* **EXERCISES TO COMPLETE**:
A. Answer these questions from the text about the Bloch MB.220, one answer per line:
(i) How many passengers did the MB.220 have room for?
(ii) What engines were fitted to the aircraft modified as the MB.221?
(iii) On what date was the MB.220 introduced on the Le Bourget and Croydon route?
B. Copy word for word the part of the Bloch MB.220 text from "French twin-engined commercial" up to and including "during the 1930s.".

* **EXERCISE TEXT**:
══════════

French twin-engined commercial aircraft

The Bloch MB.220 was a French twin-engine passenger transport airplane built by Société des Avions Marcel Bloch during the 1930s.

==Design and development==
The MB.220 was an all-metal low-wing cantilever monoplane. It was powered by two Gnome-Rhône 14N radial engines and had a retractable landing gear. Normal crew was four, with room for 16 passengers, with eight seats each side of a central aisle. The prototype first flew on 11 June 1936 at Villacoublay with André Curvale at the controls, and was followed by 16 production aircraft.

Six examples survived the war and were modified as the MB.221 with Wright R-1820-97 Cyclone engines.

==Service==
Air France took delivery of five Bloch MB.220s in 1937, with the type entering service on the Paris–Marseilles route in the winter of 1937–1938. On 27 March 1938, the Bloch MB.220 was introduced on the Le Bourget and Croydon (in south of London) route, replacing the Wibault 280 and cutting the flight time by 15 minutes to 1 hour 15 minutes. In September 1938, two MB-220s carried the French delegation, including Prime Minister of France Édouard Daladier to the negotiations that led to the Munich Agreement.

══════════

* **ENTRIES SHOWN**:

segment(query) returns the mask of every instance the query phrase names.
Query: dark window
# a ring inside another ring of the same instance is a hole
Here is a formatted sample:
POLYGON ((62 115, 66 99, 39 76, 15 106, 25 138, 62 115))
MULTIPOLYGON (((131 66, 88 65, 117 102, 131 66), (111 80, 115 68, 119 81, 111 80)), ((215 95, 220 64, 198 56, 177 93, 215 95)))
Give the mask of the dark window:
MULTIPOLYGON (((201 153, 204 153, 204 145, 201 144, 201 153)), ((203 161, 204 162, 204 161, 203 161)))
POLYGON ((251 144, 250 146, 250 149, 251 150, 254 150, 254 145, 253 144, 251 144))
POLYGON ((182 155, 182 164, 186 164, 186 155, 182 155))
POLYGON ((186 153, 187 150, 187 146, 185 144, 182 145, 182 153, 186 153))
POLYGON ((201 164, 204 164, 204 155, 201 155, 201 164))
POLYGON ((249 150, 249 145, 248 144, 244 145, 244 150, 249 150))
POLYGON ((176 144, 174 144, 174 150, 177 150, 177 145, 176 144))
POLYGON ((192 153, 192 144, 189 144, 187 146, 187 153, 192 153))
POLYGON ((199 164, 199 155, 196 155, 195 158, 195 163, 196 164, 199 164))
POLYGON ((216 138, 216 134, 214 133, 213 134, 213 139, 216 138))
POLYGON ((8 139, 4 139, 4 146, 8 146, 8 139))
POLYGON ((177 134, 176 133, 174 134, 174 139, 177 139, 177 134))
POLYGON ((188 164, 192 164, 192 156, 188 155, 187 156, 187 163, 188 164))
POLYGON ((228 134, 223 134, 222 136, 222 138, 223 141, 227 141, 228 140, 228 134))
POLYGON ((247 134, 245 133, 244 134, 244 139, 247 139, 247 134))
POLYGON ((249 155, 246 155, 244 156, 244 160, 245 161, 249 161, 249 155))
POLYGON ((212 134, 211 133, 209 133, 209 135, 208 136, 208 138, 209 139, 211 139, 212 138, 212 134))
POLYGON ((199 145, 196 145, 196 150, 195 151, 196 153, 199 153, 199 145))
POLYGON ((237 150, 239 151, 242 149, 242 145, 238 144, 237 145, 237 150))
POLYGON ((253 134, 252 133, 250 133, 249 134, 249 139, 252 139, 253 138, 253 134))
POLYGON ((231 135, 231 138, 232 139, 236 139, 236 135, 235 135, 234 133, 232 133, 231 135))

══════════

* **ANSWER LIST**:
A.
(i) 16
(ii) Wright R-1820-97 Cyclone engines
(iii) 27 March 1938

B.
French twin-engined commercial aircraft

The Bloch MB.220 was a French twin-engine passenger transport airplane built by Société des Avions Marcel Bloch during the 1930s.